> **WHAT YOU WILL DO**:
Reproduce verbatim the part of the rows below that opens with the line containing "of the weathered" and runs through the last row, including both ends. Leave the pictures out of your answer.

··· ENTRIES SHOWN

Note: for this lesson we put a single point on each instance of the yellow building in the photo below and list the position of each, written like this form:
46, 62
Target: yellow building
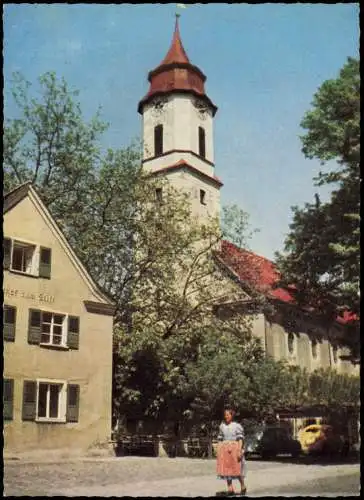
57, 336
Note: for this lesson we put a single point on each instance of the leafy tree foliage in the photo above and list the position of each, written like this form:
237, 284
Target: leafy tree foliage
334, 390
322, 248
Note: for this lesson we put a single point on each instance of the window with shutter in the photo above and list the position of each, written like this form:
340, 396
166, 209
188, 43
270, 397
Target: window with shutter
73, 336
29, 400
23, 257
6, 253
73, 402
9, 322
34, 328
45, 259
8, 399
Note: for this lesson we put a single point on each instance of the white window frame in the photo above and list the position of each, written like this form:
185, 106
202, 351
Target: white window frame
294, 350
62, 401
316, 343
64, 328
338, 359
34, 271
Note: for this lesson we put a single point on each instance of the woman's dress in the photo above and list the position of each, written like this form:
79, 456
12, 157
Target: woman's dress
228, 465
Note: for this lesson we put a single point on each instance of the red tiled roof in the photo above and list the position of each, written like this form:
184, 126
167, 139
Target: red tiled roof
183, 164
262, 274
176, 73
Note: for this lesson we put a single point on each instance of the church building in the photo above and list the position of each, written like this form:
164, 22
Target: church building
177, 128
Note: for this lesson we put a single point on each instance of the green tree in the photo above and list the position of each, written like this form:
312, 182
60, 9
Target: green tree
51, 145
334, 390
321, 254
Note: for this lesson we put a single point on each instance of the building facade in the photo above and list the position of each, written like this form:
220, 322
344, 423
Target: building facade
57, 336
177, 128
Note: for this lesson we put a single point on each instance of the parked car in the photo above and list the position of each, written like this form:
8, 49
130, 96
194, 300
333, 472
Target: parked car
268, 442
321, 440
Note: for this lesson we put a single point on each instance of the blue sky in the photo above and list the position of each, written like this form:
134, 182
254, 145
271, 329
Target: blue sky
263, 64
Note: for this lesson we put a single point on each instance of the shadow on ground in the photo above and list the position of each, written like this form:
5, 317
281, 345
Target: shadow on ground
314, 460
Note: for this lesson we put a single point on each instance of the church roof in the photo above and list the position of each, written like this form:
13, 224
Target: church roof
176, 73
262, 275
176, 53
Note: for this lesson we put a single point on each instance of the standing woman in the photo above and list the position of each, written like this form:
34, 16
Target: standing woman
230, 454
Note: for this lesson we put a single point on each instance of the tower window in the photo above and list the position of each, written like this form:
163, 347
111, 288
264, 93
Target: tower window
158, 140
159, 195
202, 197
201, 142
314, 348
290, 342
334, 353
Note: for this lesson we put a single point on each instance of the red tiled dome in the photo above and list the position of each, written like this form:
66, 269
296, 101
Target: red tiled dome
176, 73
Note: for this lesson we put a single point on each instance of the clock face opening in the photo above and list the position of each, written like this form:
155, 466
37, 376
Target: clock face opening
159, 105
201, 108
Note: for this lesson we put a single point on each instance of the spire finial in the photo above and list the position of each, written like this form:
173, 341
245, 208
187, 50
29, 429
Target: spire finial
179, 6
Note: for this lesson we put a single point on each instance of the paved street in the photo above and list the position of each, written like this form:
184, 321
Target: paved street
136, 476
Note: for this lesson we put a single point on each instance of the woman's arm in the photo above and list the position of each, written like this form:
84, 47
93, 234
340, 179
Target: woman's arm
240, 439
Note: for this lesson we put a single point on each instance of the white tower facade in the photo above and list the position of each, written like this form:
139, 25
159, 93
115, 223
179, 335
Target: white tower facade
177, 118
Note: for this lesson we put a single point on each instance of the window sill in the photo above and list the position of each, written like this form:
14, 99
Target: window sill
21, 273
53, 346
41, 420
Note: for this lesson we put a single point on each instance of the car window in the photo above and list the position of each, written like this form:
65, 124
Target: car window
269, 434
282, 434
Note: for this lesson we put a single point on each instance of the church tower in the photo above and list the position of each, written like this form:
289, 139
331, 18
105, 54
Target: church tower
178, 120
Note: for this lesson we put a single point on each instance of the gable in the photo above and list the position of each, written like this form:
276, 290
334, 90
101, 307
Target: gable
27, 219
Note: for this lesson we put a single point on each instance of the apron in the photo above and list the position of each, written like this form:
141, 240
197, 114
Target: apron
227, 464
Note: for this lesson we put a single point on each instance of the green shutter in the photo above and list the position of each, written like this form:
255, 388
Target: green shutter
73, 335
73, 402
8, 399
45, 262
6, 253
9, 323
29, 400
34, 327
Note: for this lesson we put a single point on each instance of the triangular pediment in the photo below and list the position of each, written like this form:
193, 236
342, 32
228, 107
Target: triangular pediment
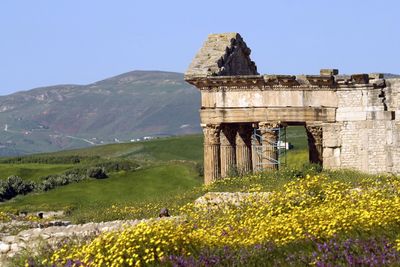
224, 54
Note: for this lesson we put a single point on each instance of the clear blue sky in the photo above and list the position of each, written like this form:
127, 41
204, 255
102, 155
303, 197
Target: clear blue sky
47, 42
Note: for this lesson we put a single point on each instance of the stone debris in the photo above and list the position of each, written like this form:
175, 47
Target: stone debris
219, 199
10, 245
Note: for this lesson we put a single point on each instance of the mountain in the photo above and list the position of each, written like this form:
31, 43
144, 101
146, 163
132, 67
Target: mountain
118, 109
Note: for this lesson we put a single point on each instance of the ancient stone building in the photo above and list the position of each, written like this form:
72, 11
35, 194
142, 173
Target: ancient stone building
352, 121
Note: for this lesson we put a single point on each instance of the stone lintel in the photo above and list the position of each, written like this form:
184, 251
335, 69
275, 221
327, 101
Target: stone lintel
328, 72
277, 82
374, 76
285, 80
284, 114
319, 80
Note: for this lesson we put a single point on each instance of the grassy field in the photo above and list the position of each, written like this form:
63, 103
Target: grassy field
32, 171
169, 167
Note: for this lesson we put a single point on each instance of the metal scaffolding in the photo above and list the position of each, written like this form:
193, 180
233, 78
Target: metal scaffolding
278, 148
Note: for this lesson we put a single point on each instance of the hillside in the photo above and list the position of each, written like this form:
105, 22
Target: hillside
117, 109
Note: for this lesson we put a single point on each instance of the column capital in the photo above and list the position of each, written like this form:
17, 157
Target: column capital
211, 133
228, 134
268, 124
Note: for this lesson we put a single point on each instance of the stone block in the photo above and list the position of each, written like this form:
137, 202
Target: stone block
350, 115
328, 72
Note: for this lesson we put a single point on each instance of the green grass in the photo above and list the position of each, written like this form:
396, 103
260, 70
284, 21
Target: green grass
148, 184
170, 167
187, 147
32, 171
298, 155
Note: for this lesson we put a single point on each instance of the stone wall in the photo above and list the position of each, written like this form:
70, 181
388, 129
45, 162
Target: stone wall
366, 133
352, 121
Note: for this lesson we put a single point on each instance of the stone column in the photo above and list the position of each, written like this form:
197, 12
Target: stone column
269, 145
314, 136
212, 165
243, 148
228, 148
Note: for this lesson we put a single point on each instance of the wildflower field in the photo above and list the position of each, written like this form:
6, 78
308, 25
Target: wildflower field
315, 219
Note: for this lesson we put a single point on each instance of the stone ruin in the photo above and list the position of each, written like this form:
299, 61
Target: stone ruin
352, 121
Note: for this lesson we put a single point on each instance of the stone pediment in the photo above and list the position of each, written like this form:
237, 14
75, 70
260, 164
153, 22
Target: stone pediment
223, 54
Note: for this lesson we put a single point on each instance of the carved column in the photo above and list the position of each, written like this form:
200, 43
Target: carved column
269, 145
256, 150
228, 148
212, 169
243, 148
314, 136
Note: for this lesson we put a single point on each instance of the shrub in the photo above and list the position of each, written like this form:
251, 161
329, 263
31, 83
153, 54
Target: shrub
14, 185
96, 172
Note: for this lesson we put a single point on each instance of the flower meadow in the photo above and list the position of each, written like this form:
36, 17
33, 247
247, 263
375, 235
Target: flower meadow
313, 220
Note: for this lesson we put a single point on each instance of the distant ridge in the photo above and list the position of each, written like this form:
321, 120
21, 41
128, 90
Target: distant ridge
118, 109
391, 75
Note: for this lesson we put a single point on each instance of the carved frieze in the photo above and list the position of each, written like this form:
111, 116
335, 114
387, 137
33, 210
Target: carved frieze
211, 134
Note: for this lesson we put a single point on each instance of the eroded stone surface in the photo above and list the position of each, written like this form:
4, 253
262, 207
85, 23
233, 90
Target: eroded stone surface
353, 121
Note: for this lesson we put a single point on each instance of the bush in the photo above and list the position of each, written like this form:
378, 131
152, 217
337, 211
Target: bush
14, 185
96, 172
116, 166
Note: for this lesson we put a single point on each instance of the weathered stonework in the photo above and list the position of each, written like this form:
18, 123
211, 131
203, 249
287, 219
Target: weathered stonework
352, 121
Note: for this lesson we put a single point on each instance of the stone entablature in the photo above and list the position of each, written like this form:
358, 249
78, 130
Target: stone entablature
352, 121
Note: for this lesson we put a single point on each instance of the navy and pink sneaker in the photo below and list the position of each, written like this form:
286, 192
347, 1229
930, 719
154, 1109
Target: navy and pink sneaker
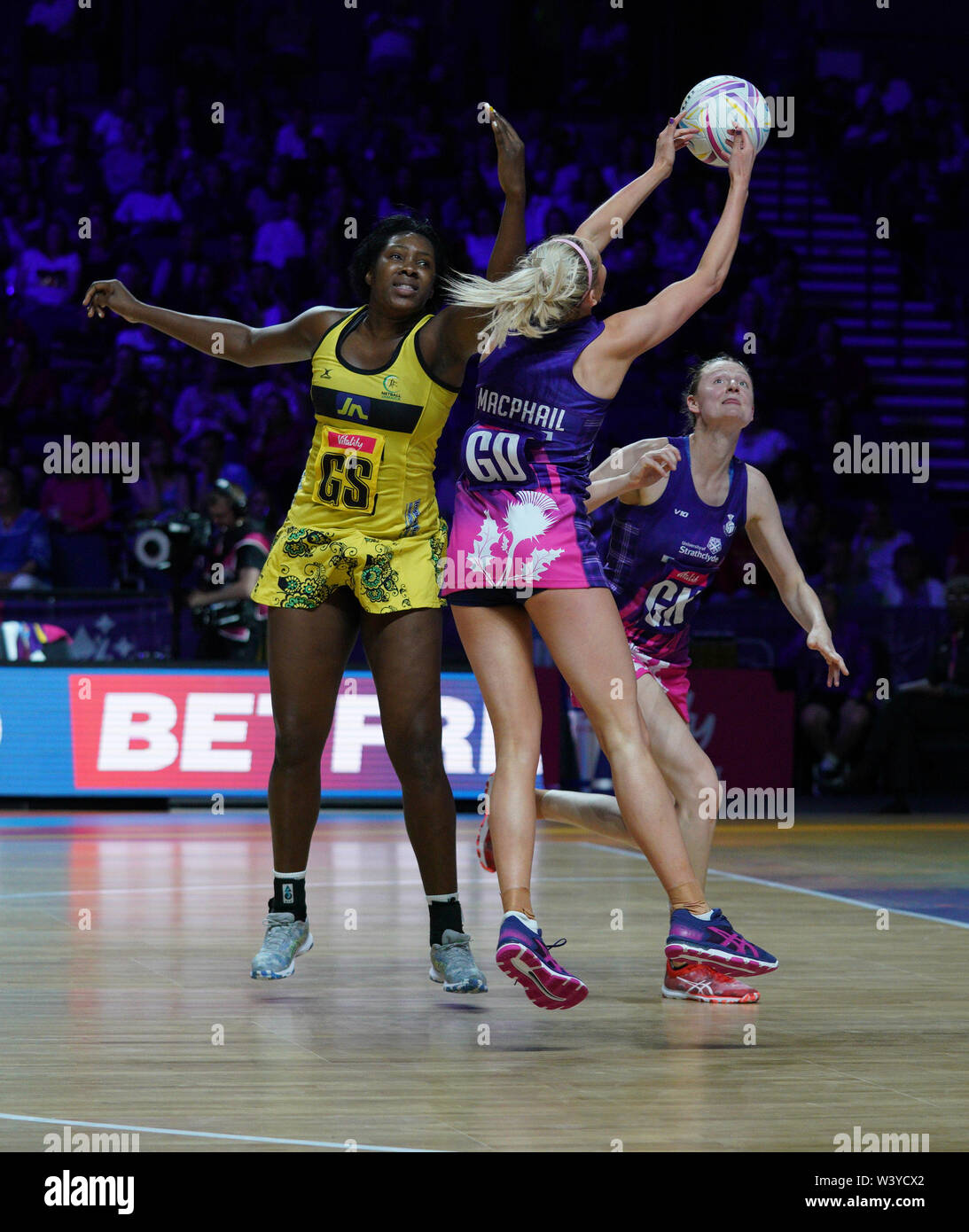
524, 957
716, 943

······

> **IN RESPONSE**:
Note: for this lesson we put a single point on each instance of the weathered stonework in the photo above and list the position of each, written like this form:
18, 123
211, 131
203, 249
287, 219
Target: weathered stonework
352, 121
Note: for this lesson we put a single point on each instance of the stone entablature in the photo above and list the position of each, written like this form:
358, 249
78, 130
Target: stone entablature
352, 121
Note: for this lesson we put a single point on each instance of the navy and pink sneaker in the photo below and list the position of each, written like this form:
286, 192
347, 1229
930, 719
154, 1109
Target: navy and pink sneaker
524, 957
716, 943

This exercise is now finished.